Set of tasks
- A) How would you put this sentence from the multicast troubleshooting email into Spanish: "I haven't messed with any settings on that device since the vendor installed it."
- B) Could you reproduce the part of the multicast troubleshooting email between "64 bytes from 192.168.5.2: icmp_seq=0" and "192.168.5.38 : 56(84) bytes of data.", inclusive?

Selected extract
____
I'd check the network equipment if I were you. The specifics of that are
of course vendor-dependent (HP makes Gig-E switches? What's next, gaming
consoles?). Make sure it hasn't been configured to drop multicast traffic
or something (it could happen!).
Oh yeah, and try increasing mcast_ttl on one of the systems by at least 1.
Try 3, then restart the monitoring core, see if the other nodes pick up
its multicast data. Might wanna do that first, since it's easy and doesn't
require a console cable. :)
Anyway, that's about it for me today. Back to debugging X...
Phil Forrest wrote:
Steve & Lester,
Thanks for your help. I think I'm getting somewhere, but I'm not sure
where ;)
I DO get data when I telnet to a particular node, but I get data for
ONLY that node, and no other node. I don't know squat about multicast,
and that may be my undoing here. But the ping results are interesting
from a compute node and one head node:
[EMAIL PROTECTED] etc]# ping 239.2.11.71
PING 239.2.11.71 (239.2.11.71) from 192.168.5.2 : 56(84) bytes of data.
64 bytes from 192.168.5.2: icmp_seq=0 ttl=255 time=577 usec
64 bytes from 192.168.5.2: icmp_seq=1 ttl=255 time=87 usec
64 bytes from 192.168.5.2: icmp_seq=2 ttl=255 time=60 usec
[EMAIL PROTECTED] root]# ping 239.2.11.71
PING 239.2.11.71 (239.2.11.71) from 192.168.5.38 : 56(84) bytes of data.
64 bytes from 192.168.5.38: icmp_seq=0 ttl=255 time=320 usec
64 bytes from 192.168.5.38: icmp_seq=1 ttl=255 time=12 usec
64 bytes from 192.168.5.38: icmp_seq=2 ttl=255 time=10 usec
64 bytes from 192.168.5.38: icmp_seq=3 ttl=255 time=11 usec
[EMAIL PROTECTED] etc]# ping -I 192.168.5.200 239.2.11.71
PING 239.2.11.71 (239.2.11.71) from 192.168.5.200 : 56(84) bytes of data.
64 bytes from 192.168.5.200: icmp_seq=0 ttl=255 time=81 usec
64 bytes from 192.168.5.200: icmp_seq=1 ttl=255 time=41 usec
64 bytes from 192.168.5.200: icmp_seq=2 ttl=255 time=31 usec
64 bytes from 192.168.5.200: icmp_seq=3 ttl=255 time=29 usec
64 bytes from 192.168.5.200: icmp_seq=4 ttl=255 time=25 usec
So, this may be it - I only get a reply from the host that I am on when
I ping the multicast address.
This may be revealing for the head node....apparently ping is defaulting
to the public IP on the eth0 interface for prism. I had to tell it to
look at the internal LAN. If I indeed used the ping command correctly,
this suggest something wrong with multicast. We have an HP Procurve
Gigabit switch as the only switch between the compute nodes and the two
head nodes. I haven't messed with any settings on that device since the
vendor installed it.
Just for fun, I told gmetad to point to another source (a compute node)
for data. The same thing happens - i.e., only the data for that
particular node is shown. What other configuration problems could lead
to this?
If I pull any more hair out, I'm gonna look like Kojak!
Thanks again for the help,
-Phil
At 02:31 PM 12/19/2002, you wrote:
When in doubt, use telnet.
____
Raw data
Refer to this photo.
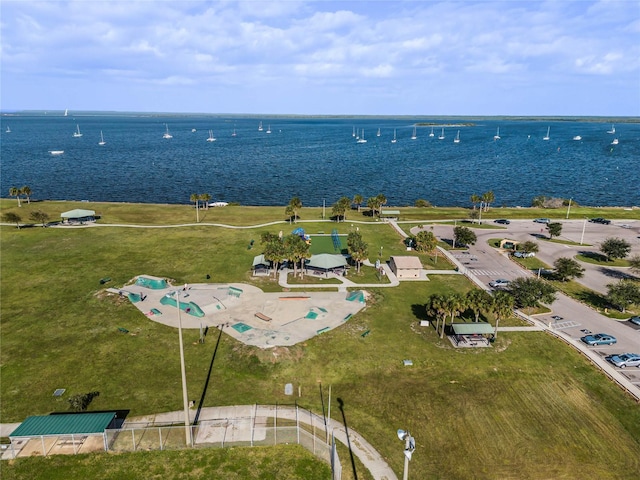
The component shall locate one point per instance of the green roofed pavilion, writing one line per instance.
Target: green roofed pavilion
(65, 424)
(479, 328)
____
Complete answers
- A) No he tocado ninguna configuración de ese dispositivo desde que el proveedor lo instaló.

- B)
64 bytes from 192.168.5.2: icmp_seq=0 ttl=255 time=577 usec
64 bytes from 192.168.5.2: icmp_seq=1 ttl=255 time=87 usec
64 bytes from 192.168.5.2: icmp_seq=2 ttl=255 time=60 usec
[EMAIL PROTECTED] root]# ping 239.2.11.71
PING 239.2.11.71 (239.2.11.71) from 192.168.5.38 : 56(84) bytes of data.